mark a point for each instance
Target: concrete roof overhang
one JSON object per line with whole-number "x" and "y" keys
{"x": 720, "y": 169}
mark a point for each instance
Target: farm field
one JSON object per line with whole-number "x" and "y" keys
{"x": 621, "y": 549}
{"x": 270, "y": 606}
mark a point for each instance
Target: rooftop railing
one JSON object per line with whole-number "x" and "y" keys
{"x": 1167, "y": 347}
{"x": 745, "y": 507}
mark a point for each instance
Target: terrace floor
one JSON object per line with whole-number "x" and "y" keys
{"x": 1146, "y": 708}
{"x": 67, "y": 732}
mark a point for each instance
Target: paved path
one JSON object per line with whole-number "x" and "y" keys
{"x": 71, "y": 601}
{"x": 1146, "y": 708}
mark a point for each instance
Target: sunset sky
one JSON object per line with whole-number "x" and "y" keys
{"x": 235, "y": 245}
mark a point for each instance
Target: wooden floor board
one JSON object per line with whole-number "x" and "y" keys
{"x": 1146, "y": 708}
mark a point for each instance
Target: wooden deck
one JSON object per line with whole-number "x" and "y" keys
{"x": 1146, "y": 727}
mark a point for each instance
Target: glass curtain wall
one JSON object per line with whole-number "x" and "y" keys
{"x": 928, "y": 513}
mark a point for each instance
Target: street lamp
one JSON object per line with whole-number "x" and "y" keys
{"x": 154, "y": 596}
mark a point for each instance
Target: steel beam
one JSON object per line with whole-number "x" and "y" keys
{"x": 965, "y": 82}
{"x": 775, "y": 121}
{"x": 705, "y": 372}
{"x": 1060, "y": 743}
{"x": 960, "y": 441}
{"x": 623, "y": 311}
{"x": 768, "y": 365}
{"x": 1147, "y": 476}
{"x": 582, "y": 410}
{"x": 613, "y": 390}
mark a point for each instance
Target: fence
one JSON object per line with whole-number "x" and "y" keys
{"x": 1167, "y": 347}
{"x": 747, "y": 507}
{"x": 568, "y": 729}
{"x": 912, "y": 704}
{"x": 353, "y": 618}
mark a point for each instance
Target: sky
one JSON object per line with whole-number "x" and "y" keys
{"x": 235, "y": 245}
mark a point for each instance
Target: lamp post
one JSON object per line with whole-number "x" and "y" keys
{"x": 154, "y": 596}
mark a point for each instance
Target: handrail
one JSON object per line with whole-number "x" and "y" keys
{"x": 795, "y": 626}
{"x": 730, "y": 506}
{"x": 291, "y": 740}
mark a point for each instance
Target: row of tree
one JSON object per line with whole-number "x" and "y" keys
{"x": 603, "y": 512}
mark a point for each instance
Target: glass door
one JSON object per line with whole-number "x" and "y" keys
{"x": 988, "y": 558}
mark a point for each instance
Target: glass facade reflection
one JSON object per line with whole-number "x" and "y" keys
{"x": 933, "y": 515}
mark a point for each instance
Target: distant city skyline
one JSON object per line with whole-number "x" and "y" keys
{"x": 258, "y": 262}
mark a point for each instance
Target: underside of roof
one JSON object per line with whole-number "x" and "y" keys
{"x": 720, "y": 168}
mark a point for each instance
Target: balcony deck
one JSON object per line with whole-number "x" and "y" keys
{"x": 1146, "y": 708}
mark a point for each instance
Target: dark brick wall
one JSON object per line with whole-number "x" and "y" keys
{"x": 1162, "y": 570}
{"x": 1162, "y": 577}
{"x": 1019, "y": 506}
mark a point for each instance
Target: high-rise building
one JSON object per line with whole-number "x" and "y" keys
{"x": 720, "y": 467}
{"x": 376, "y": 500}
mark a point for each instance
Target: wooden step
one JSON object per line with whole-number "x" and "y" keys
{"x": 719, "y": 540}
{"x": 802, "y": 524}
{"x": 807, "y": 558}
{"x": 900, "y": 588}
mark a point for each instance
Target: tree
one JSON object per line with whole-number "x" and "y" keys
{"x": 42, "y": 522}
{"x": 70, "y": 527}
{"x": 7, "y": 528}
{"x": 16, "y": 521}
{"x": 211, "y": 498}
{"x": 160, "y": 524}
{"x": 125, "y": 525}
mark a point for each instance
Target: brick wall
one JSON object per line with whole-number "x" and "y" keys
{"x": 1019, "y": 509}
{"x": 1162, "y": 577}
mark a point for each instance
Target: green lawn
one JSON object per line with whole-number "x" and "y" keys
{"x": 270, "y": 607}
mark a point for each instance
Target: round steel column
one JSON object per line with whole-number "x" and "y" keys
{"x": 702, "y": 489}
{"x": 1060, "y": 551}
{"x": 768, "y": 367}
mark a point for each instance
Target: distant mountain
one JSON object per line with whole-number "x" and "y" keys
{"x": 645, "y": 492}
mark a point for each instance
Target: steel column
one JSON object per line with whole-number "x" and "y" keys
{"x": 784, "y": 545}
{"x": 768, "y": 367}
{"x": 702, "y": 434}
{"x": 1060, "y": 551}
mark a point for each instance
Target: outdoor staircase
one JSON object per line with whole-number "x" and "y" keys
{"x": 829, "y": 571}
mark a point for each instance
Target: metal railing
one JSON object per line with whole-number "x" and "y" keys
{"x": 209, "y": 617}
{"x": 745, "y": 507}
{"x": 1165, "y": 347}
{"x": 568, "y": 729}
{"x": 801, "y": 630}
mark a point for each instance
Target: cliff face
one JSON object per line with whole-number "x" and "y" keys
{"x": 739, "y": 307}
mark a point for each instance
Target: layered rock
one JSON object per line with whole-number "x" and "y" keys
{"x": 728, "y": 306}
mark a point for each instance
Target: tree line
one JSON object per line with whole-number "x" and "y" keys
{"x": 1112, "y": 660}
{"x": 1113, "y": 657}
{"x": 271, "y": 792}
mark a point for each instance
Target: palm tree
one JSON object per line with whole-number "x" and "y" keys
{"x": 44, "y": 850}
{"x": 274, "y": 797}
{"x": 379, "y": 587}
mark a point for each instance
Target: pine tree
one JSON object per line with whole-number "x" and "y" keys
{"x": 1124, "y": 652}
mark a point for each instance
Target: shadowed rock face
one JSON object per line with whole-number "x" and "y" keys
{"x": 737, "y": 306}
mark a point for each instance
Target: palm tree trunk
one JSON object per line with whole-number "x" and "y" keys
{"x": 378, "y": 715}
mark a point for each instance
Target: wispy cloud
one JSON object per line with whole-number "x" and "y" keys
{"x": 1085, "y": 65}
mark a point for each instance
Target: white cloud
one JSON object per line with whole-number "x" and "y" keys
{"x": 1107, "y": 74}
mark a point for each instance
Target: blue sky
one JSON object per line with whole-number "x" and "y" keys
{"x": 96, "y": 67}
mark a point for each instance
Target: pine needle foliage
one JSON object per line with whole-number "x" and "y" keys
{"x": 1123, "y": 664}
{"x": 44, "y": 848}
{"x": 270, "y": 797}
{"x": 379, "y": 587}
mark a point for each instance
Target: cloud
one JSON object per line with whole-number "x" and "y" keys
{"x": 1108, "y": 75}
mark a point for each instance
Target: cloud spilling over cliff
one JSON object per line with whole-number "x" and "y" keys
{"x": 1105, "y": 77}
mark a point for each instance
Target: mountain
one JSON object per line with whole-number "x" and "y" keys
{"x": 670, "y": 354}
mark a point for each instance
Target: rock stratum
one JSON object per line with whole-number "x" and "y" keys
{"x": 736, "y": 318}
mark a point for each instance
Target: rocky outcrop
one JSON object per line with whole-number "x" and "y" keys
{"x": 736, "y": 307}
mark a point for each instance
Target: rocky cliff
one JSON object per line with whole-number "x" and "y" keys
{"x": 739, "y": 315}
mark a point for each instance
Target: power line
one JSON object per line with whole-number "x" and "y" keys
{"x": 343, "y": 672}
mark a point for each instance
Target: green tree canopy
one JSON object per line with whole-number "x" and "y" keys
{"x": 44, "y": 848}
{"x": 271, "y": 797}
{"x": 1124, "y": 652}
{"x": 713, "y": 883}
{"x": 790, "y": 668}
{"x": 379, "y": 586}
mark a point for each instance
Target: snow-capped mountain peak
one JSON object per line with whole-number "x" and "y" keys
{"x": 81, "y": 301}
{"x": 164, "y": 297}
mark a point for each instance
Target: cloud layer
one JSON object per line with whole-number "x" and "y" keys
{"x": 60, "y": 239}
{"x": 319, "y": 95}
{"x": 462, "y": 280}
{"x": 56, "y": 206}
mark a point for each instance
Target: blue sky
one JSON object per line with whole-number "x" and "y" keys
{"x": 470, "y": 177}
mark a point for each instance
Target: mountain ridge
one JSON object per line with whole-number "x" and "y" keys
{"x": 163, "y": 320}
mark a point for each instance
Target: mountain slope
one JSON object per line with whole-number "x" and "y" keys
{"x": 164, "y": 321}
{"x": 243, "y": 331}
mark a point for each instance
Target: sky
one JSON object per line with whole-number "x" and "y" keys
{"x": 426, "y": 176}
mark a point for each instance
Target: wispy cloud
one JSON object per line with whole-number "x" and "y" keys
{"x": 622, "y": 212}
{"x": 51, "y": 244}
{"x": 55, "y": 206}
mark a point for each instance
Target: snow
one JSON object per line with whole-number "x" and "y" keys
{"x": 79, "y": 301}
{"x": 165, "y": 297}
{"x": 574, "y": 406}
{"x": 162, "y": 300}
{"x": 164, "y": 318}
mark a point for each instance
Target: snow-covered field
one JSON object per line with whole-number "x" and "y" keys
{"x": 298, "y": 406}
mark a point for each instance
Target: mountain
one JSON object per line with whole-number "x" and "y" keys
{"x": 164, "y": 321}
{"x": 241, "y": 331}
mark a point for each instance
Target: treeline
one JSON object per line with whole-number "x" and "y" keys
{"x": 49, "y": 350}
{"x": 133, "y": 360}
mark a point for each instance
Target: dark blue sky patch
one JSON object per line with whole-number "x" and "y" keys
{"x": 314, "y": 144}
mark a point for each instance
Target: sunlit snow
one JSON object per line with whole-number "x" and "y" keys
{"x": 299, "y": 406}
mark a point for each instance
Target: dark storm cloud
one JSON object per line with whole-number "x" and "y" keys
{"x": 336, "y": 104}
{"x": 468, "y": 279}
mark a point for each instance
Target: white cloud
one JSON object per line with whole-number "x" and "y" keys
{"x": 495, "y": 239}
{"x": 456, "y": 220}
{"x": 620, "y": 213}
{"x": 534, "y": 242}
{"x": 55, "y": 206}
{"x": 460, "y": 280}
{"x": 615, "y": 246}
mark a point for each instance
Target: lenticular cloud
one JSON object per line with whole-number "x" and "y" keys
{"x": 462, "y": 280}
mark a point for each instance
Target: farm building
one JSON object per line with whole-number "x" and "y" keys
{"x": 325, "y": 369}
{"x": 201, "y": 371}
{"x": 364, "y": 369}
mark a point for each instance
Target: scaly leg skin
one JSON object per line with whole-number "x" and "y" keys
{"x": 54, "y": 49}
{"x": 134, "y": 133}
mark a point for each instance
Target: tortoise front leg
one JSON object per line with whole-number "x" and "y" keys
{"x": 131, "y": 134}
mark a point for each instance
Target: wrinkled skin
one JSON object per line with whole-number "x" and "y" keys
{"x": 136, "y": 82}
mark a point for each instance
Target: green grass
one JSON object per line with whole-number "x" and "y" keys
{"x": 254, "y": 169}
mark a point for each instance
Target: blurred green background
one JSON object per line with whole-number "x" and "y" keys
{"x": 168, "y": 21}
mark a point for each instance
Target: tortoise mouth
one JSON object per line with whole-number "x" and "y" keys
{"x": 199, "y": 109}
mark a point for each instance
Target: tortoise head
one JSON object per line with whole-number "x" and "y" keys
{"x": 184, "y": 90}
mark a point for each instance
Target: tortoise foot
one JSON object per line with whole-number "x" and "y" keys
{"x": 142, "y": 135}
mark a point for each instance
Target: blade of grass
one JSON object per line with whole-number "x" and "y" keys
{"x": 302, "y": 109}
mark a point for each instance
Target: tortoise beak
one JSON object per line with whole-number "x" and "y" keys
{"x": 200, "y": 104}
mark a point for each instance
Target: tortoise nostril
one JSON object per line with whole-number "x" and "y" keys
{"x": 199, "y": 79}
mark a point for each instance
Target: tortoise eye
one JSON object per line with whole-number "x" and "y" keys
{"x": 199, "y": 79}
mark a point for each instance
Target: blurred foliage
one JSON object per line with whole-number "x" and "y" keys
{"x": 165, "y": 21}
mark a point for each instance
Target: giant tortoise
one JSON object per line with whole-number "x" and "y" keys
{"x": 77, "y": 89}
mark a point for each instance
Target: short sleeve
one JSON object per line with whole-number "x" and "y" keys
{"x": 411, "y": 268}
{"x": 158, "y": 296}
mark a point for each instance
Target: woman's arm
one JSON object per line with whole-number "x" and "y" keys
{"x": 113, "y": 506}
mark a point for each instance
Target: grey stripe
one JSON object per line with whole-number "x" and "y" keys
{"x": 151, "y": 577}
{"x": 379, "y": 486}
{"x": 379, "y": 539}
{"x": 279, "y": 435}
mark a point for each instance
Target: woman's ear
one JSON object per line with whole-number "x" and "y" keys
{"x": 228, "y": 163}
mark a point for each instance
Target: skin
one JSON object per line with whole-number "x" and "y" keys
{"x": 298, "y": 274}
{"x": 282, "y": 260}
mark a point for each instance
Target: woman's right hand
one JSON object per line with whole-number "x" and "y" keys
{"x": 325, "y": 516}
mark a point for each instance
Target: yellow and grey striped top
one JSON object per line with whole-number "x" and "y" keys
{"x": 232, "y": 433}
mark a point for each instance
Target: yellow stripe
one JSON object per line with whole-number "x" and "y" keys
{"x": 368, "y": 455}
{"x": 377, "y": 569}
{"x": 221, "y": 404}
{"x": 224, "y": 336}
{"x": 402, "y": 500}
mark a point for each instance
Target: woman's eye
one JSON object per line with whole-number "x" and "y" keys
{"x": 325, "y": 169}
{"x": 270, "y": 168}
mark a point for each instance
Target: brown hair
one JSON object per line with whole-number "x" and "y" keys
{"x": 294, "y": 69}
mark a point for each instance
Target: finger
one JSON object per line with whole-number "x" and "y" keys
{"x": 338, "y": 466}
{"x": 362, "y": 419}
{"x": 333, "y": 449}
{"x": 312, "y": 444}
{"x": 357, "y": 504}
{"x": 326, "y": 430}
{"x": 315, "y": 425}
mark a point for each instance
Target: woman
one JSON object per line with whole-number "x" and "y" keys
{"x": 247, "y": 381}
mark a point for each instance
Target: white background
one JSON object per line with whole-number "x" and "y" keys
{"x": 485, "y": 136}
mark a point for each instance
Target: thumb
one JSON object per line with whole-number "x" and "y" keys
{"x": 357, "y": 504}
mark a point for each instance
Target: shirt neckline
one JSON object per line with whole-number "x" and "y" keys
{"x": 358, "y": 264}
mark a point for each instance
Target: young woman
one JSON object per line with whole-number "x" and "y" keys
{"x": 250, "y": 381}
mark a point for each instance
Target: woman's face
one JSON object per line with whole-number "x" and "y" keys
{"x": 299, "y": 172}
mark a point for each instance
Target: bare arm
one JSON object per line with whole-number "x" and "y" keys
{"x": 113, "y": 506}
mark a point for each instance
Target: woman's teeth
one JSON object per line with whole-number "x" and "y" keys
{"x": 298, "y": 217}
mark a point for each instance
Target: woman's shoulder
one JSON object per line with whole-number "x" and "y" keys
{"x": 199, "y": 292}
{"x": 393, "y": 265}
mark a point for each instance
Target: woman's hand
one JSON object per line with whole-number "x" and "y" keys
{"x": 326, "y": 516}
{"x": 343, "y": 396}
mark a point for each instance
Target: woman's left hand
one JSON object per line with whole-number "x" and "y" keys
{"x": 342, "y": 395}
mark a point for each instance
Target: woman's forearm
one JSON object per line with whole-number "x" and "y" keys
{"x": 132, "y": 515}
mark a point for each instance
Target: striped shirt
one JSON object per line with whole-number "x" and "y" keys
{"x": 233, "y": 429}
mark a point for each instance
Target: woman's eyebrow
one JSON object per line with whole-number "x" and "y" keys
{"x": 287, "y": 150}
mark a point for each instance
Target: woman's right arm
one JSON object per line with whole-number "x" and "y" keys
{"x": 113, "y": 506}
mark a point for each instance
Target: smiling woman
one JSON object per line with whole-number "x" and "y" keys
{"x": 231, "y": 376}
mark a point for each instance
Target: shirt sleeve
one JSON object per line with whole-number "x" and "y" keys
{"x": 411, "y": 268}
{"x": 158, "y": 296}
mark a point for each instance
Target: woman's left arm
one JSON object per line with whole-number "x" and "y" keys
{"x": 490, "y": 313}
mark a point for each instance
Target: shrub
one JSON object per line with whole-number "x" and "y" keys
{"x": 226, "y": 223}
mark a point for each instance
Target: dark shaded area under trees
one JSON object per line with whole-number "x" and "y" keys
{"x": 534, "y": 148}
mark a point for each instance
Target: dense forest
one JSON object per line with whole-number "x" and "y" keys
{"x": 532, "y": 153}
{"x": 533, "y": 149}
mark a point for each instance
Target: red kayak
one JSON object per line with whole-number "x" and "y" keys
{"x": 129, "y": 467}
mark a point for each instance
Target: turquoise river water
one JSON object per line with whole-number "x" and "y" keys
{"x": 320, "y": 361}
--------
— Task to complete —
Which lines above contain the string "glass", with capitalization matching? Locate each one and copy it out in full.

— Worked answer —
Target: glass curtain wall
Target: glass door
Target: glass facade reflection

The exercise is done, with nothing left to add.